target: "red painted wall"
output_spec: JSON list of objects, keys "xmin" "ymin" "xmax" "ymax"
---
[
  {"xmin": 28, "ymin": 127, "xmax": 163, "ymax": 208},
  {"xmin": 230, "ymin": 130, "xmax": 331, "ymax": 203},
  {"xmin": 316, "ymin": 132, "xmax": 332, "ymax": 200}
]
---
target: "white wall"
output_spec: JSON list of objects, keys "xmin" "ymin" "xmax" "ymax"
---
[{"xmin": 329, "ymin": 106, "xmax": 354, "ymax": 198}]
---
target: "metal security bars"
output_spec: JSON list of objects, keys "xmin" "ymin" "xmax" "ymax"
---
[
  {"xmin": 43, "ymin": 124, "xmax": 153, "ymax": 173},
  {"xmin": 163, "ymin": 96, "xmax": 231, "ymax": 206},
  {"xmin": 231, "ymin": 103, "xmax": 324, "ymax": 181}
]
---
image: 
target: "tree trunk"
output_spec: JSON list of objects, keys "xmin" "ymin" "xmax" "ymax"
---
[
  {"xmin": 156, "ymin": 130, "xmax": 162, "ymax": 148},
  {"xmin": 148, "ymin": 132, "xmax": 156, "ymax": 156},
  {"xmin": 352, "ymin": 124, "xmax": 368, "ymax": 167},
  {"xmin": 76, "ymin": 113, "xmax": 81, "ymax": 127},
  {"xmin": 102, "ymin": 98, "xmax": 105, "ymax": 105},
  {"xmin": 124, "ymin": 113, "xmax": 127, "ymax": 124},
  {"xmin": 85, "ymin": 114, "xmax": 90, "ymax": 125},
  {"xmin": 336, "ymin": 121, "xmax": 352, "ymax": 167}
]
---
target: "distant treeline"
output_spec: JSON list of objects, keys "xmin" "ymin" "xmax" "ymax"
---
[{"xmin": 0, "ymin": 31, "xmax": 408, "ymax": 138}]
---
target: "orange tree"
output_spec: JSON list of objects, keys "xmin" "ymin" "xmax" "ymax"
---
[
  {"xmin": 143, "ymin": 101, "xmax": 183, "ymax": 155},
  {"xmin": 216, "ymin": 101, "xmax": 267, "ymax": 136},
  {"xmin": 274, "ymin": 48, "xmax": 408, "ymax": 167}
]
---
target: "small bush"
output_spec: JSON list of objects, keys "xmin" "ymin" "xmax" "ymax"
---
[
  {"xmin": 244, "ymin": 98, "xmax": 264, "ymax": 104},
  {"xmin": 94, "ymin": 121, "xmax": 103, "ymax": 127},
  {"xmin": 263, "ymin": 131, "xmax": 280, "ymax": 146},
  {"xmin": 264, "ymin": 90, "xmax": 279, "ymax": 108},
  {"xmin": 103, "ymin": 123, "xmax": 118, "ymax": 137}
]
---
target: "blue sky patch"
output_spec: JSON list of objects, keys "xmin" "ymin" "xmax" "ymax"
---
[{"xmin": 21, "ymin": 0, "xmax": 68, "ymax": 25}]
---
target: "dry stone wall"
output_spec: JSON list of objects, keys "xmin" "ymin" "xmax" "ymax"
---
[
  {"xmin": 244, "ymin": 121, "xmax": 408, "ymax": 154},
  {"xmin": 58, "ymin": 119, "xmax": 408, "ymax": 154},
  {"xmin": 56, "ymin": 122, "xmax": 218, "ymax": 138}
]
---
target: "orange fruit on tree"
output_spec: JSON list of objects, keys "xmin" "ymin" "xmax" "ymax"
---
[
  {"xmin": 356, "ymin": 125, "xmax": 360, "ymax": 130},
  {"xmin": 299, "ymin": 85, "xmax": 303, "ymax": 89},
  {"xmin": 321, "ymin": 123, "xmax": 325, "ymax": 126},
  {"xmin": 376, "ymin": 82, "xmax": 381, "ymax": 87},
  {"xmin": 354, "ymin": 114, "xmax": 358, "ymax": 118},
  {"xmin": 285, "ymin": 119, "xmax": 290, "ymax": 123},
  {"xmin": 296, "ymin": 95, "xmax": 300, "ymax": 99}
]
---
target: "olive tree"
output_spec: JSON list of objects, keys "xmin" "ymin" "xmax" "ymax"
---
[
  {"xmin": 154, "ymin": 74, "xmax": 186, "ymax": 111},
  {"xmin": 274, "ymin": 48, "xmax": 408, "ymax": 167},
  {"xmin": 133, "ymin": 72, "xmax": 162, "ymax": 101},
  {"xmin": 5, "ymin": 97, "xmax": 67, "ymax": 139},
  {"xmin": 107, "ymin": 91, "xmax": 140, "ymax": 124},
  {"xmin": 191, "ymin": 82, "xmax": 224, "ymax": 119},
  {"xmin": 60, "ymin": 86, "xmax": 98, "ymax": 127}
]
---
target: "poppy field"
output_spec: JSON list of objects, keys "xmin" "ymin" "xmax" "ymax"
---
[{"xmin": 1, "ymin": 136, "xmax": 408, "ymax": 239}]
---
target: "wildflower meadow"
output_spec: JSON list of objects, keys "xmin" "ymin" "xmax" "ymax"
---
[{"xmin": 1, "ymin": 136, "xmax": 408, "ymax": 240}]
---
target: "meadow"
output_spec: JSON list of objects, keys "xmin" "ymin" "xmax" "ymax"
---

### TASK TO CARRY OUT
Answer with a number alone. It should equal the count of lines in the entries that hold "wall".

### WRITTEN RESPONSE
3